In passing from England to the Continent and especially to Austria, you go from a country of rare beauty, and towns in general of sombre look, to a country of less beauty, perhaps, but to towns that impress you at once with their bright cheerful sunny aspect. Liverpool and London are dark.

They bear the stain of the Mersey and the Thames. Dwellings and shops and public buildings seem draped, in London. Vienna looks as if departing sunlight had been caught and ingrained in the walls. This remark applies to Paris, Brussels, Berlin, Frankfort, Wiesbaden, Liepsic, to Linz, to Munich, to Pesth, Innsbruck, to Kolin and Wittingan-as well as to Vienna. Paris owes possibly much of her architectural splendor to the proximity of quarries, whose blocks, easily wrought under the chisel, acquire hardness with years. This softness of the building stone has developed a race of sculptors. Vienna owes much to her command of an abundant light drab cement, which in its plastic condition invites the art of the modeller, and when the form has gained its proportions, time hardens it to very

stone.

* **Dataset excerpts**:
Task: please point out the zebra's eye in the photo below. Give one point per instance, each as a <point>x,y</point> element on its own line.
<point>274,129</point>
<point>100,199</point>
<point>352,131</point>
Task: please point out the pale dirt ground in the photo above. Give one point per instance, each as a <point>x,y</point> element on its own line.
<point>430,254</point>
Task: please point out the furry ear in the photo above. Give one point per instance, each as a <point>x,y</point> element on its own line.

* **To do**:
1. Please write out the passage on European towns, starting at "In passing from" and ending at "London are dark.".
2. Put every line of the entries into a numbered list, leaving out any blank lines.

* **Solved problems**:
1.
In passing from England to the Continent and especially to Austria, you go from a country of rare beauty, and towns in general of sombre look, to a country of less beauty, perhaps, but to towns that impress you at once with their bright cheerful sunny aspect. Liverpool and London are dark.

2.
1. Task: please point out the zebra's eye in the photo below. Give one point per instance, each as a <point>x,y</point> element on its own line.
2. <point>274,129</point>
3. <point>100,199</point>
4. <point>352,131</point>
5. Task: please point out the pale dirt ground in the photo above. Give one point per instance, each as a <point>x,y</point> element on its own line.
6. <point>430,254</point>
7. Task: please point out the furry ear in the photo above. Give one point per instance, each as a <point>x,y</point> element on its own line.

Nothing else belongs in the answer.